-- TASK INPUT follows --

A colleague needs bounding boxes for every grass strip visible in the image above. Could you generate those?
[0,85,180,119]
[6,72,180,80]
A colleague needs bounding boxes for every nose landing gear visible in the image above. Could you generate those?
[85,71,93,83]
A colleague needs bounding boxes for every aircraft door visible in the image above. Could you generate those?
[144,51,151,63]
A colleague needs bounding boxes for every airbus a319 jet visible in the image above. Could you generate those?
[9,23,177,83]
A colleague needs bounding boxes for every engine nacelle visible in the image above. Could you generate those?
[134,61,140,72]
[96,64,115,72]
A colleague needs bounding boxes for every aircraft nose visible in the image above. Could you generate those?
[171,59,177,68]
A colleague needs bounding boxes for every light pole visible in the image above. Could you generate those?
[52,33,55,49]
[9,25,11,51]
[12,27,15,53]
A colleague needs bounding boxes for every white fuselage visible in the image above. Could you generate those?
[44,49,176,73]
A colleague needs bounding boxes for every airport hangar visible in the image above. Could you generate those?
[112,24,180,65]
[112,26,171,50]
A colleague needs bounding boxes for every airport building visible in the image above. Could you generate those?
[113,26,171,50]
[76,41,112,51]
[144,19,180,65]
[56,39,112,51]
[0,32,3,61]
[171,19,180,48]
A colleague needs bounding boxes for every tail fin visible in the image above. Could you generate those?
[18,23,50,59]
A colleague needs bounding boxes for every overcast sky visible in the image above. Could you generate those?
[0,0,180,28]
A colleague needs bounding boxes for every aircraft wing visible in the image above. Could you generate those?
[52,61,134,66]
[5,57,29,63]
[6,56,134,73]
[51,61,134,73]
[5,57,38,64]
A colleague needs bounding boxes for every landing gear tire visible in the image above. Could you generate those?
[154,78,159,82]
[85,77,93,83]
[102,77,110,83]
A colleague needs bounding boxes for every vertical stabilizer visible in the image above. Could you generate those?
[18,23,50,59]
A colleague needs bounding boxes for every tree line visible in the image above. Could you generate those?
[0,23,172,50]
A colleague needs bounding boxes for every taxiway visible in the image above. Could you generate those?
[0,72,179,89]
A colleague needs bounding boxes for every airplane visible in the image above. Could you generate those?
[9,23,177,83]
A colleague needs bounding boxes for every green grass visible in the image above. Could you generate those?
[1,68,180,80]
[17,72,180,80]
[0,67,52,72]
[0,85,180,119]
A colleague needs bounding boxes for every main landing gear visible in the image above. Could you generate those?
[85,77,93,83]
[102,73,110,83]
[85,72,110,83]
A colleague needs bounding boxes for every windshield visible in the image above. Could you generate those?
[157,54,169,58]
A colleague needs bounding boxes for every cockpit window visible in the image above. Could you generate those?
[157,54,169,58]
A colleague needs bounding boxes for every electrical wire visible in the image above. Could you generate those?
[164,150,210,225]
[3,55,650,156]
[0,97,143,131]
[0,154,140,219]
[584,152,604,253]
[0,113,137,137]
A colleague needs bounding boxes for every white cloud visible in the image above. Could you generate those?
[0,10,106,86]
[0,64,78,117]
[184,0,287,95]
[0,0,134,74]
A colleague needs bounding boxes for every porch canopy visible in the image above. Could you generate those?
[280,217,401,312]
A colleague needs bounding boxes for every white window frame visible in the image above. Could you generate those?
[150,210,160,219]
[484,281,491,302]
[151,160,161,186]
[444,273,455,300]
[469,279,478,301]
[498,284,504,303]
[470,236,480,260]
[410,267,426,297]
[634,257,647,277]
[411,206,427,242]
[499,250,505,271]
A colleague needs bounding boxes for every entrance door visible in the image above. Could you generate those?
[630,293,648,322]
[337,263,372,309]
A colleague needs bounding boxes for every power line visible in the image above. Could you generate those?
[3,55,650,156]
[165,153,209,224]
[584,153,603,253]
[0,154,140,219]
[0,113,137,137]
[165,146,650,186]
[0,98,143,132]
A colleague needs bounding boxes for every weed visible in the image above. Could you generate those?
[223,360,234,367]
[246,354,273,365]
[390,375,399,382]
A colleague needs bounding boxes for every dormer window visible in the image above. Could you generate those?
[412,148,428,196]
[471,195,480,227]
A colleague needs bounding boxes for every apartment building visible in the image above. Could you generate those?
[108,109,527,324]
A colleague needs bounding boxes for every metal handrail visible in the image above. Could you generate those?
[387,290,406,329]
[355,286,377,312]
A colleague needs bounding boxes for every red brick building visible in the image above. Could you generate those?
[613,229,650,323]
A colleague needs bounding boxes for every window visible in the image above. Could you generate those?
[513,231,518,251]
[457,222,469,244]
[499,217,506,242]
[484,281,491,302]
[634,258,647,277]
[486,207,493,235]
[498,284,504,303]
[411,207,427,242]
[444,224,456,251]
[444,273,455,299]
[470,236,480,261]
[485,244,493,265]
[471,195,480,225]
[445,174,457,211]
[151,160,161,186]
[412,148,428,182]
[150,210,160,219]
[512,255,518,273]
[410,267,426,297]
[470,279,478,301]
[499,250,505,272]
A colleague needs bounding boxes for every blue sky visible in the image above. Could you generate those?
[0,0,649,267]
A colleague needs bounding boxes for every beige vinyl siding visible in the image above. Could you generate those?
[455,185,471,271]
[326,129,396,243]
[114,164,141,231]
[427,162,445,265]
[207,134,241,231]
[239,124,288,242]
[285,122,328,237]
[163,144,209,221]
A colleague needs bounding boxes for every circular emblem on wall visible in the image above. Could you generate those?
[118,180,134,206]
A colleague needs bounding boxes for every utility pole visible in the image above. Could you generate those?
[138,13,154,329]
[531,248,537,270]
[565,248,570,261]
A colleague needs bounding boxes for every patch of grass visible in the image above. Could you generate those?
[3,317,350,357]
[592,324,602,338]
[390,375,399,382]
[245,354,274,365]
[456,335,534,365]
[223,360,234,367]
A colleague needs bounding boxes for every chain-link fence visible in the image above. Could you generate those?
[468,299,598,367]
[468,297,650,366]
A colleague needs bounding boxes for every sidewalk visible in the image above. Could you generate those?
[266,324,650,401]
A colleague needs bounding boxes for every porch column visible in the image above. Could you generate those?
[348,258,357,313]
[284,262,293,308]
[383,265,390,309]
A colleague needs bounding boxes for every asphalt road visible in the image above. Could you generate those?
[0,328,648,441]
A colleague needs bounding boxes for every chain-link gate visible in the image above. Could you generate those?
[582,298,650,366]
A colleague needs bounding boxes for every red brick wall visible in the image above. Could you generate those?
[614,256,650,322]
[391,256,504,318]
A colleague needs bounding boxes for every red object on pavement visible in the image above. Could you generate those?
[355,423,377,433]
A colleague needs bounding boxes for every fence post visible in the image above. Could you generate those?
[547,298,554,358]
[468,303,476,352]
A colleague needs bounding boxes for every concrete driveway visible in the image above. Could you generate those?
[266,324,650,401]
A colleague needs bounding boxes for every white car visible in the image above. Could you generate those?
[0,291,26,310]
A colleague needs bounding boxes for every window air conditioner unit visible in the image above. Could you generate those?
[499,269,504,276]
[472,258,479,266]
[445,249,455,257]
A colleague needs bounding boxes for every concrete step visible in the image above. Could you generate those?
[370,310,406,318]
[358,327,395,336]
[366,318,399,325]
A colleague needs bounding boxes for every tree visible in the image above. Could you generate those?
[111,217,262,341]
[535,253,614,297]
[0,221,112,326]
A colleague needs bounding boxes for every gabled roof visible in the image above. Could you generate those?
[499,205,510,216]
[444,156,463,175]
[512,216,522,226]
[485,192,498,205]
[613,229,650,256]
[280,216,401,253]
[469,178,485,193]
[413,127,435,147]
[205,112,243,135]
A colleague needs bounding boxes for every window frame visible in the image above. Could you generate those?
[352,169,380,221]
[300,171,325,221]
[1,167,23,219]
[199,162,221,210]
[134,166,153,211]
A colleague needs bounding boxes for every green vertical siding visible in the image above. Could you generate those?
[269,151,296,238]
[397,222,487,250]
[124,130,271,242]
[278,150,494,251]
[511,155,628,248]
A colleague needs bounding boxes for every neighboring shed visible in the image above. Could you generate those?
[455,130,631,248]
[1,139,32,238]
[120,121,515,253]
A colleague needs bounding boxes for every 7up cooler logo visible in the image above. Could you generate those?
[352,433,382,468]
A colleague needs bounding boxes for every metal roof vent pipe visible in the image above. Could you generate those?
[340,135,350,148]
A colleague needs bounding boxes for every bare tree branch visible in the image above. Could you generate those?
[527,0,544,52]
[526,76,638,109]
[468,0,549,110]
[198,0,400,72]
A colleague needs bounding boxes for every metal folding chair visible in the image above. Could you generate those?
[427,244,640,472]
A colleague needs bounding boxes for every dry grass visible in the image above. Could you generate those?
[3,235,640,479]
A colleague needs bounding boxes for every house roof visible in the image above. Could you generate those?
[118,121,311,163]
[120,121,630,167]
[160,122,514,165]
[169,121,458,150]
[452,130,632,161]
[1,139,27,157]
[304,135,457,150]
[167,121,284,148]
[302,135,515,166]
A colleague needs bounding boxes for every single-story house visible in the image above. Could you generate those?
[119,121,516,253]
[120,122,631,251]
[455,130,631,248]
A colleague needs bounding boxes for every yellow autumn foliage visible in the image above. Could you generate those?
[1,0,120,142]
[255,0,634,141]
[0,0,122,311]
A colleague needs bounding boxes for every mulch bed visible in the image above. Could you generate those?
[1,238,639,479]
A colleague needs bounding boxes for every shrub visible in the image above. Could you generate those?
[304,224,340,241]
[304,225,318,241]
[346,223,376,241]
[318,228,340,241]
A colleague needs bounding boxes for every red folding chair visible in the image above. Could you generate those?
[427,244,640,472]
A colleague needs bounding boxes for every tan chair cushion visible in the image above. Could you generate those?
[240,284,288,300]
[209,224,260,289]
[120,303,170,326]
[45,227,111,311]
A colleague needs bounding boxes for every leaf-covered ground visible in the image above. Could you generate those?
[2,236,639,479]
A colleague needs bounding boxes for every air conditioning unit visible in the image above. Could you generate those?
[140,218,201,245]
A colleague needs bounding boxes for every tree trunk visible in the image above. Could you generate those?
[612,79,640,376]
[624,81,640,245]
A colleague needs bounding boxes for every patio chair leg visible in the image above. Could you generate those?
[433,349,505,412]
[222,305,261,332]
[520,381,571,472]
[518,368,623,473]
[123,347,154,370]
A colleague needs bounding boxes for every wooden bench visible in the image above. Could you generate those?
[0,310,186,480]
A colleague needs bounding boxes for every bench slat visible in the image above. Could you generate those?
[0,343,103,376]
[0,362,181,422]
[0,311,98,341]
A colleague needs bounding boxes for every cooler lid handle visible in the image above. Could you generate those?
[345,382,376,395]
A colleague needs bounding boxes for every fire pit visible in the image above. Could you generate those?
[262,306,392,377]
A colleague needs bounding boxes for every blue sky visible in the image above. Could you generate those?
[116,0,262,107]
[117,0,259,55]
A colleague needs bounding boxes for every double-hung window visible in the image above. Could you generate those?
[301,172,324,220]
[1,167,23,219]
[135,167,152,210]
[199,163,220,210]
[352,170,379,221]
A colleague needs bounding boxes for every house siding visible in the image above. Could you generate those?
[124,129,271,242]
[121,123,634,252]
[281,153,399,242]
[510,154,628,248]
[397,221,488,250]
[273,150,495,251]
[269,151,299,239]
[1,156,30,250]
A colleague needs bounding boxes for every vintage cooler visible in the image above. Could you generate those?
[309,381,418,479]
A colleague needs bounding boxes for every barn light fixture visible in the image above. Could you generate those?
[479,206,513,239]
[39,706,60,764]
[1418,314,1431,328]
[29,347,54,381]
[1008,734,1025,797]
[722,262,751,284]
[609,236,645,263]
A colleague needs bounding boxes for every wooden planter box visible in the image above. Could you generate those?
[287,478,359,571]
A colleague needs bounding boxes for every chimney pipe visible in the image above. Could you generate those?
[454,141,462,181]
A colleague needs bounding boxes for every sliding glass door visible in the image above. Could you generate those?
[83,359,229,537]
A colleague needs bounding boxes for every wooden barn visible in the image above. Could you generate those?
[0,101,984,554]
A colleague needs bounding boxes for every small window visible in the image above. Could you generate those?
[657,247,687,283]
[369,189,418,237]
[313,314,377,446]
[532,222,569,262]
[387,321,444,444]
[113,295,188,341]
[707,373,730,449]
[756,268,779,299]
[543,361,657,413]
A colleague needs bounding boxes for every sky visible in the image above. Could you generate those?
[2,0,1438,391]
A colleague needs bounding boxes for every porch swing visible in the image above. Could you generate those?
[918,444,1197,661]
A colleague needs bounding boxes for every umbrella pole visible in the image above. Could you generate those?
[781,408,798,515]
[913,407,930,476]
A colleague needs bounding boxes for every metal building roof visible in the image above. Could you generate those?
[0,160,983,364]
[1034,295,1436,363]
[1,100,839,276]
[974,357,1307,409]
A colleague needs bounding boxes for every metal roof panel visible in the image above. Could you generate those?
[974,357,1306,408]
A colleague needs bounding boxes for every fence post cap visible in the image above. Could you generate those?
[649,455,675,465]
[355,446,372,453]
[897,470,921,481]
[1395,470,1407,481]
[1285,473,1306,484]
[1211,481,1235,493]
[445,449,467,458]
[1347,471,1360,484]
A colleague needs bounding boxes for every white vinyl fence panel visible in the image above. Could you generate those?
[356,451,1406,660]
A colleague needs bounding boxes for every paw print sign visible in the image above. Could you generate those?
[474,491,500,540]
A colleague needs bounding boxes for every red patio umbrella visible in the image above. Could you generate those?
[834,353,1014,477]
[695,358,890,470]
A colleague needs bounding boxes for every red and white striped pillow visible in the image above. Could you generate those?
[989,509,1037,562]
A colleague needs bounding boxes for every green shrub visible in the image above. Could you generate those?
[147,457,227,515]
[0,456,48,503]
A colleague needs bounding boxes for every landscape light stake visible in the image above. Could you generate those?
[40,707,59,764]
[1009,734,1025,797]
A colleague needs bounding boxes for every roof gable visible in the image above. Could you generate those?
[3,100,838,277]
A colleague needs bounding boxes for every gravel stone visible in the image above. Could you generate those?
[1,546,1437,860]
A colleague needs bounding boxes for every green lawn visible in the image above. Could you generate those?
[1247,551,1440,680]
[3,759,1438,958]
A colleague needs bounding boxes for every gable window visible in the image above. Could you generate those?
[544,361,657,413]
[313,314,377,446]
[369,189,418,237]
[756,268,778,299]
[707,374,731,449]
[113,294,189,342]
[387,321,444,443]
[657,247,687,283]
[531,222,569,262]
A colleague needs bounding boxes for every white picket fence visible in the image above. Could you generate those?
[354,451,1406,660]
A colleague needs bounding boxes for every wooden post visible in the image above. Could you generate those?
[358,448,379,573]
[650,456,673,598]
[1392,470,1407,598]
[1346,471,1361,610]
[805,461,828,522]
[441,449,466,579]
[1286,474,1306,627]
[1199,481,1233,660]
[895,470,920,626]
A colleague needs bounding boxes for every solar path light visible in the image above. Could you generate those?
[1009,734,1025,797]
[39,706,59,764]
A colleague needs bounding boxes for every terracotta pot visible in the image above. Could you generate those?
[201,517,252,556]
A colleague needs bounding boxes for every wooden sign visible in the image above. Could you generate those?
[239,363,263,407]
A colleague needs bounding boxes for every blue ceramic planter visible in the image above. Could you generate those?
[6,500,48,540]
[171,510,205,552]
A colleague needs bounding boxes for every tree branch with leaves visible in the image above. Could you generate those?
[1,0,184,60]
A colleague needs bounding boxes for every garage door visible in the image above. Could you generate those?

-- TASK INPUT concluded --

WORK ITEM: Only the line containing "A colleague needs bounding boxes for every wooden sign" and the lines after it, through the end of the data, should be copied, exactly as they are.

EXPECTED ANSWER:
A colleague needs bounding boxes for every wooden sign visible in the image above. Could you generate those?
[239,363,263,407]
A colleague needs bounding boxes for every blue ceramic planter visible in the image above. Could you generate those?
[6,500,48,540]
[171,510,205,552]
A colleague needs bounding boxes for every tree branch with leaves visible in the image above. Could you generate those?
[1,0,184,60]
A colleague needs bounding boxes for every garage door visible in the image above. Could you generate those?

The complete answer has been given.